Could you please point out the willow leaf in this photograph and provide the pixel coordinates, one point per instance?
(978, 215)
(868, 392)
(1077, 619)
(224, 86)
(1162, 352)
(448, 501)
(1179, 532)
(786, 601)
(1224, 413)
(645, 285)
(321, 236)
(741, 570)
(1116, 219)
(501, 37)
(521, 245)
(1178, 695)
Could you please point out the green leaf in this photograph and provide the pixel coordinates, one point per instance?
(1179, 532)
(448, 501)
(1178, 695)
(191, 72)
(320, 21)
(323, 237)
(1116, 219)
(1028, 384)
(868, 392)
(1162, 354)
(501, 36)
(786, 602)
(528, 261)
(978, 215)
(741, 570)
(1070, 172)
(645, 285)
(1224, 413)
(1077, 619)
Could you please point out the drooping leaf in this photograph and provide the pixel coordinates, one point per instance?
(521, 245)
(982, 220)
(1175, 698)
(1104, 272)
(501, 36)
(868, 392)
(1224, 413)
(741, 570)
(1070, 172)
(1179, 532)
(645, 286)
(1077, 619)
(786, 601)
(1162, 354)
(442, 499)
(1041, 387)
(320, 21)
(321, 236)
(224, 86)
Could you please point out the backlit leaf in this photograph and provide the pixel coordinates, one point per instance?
★ ★ ★ ★
▶ [YOUR GOAL]: Write out all of the material above again, word for word and line for line, with nothing changed.

▶ [EXERCISE RESPONSE]:
Could you please point out the willow leaf in this photograph and provide the pixel coordinates, one point per instance?
(978, 215)
(868, 392)
(1077, 619)
(224, 86)
(1162, 352)
(448, 501)
(1179, 532)
(786, 601)
(1224, 413)
(645, 285)
(321, 236)
(741, 570)
(1116, 219)
(501, 37)
(521, 245)
(1178, 695)
Could you please point out the green leaf in this photograph and provide the pixel coordinates, one point per instance?
(1179, 532)
(448, 501)
(1178, 695)
(191, 72)
(320, 21)
(323, 237)
(1116, 219)
(1028, 384)
(868, 392)
(1162, 354)
(501, 36)
(786, 602)
(528, 261)
(978, 215)
(741, 570)
(1070, 172)
(645, 285)
(1224, 413)
(1077, 619)
Could you please point out the drooping leaf in this photograph and provide the pixel coordinates, one point per instance?
(521, 245)
(982, 220)
(1175, 698)
(1104, 272)
(501, 36)
(868, 392)
(1224, 413)
(741, 570)
(1070, 172)
(1179, 532)
(645, 286)
(1077, 619)
(786, 601)
(1162, 354)
(442, 499)
(1041, 387)
(320, 21)
(321, 236)
(224, 86)
Could you please point out the backlit leaf in this photograph and provide the pixel coordinates, one point per instance?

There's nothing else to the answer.